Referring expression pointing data
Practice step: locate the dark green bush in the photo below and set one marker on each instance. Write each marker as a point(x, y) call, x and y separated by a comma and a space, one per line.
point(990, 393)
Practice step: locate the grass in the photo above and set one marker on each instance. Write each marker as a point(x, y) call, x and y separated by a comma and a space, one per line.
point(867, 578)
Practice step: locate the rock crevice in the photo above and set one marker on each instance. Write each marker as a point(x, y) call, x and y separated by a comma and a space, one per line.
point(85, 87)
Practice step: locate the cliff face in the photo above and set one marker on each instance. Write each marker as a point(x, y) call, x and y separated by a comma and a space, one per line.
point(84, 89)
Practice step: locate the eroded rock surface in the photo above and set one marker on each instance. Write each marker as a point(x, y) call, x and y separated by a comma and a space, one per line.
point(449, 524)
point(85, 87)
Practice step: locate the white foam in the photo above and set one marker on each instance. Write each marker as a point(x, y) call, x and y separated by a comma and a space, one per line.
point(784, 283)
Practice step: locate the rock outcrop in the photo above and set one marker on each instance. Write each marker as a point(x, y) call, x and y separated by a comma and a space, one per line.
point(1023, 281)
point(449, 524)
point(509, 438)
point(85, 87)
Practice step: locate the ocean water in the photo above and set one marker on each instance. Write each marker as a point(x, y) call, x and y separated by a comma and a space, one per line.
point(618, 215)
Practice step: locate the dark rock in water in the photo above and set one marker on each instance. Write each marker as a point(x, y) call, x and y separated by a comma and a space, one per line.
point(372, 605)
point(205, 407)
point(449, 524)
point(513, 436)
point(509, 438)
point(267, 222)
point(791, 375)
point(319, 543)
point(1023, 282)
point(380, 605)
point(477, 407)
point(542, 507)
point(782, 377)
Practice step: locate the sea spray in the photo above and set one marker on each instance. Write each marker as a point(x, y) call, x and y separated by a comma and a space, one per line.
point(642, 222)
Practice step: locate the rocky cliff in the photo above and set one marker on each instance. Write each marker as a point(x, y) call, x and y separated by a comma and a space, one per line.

* [WHAT THIS TASK INVOLVES] Copy every entry exactly as it is given.

* [WRITTEN RESPONSE]
Practice step: locate the dark green bush in the photo below and set one marker on each instance. Write each marker as a point(x, y) call, x and y separated by a comma and a space, one per line.
point(990, 393)
Practice step: locate the grass in the photo above and set one marker on each instance. Write each marker as a point(x, y) call, x and y separated by a comma and a space, one per line.
point(867, 578)
Practice step: locate the rock crevice in the photo above and set one marker on each instance. Write each marker as a point(x, y) call, x and y separated by a comma and a space, one per line.
point(85, 87)
Practice step: locate the cliff face in the photo above and set one marker on each instance. Write each marker as a point(x, y) call, x and y separated by a comma and a space, one per line.
point(84, 89)
Practice step: locate the eroded rock surface in the photo above and set one marker on each instance. Write each marker as a point(x, y) call, x and y separated by a comma and a space, one per line.
point(449, 524)
point(85, 87)
Practice step: locate the white foam in the photo above and set one marker on each instance. Write each marker as a point(x, y) call, x and y separated by a comma and a space, one per line.
point(784, 283)
Practice step: locate the rock outcrop in the photo above and set one marker on each instance. Write each marker as a point(x, y) call, x and y separated by a comma and a space, one per line.
point(1023, 281)
point(449, 524)
point(509, 438)
point(85, 87)
Practice step: locate the ocean water in the photo above and set one marker on each instance. Write each marker as a point(x, y) call, x and y separated by a comma and a space, one per line.
point(618, 215)
Practice step: locate the dark rock in water in the photo above and set one marker on each instance. Write each marker as a point(x, y) call, x and y separated by a comma and a space, one per line.
point(372, 605)
point(205, 407)
point(449, 524)
point(513, 436)
point(509, 438)
point(267, 222)
point(791, 375)
point(319, 543)
point(1023, 282)
point(380, 605)
point(477, 407)
point(542, 507)
point(782, 377)
Practice step: locate the sea spray in the photo above and set one marker on each instance. Write each marker as a point(x, y) call, x and y separated by a comma and a space, one per line.
point(642, 222)
Practice step: locate the rocky cliff in the photo above and set one marker on each instance. Write each marker as a point(x, y) call, x and y separated by a comma and a space, one per line.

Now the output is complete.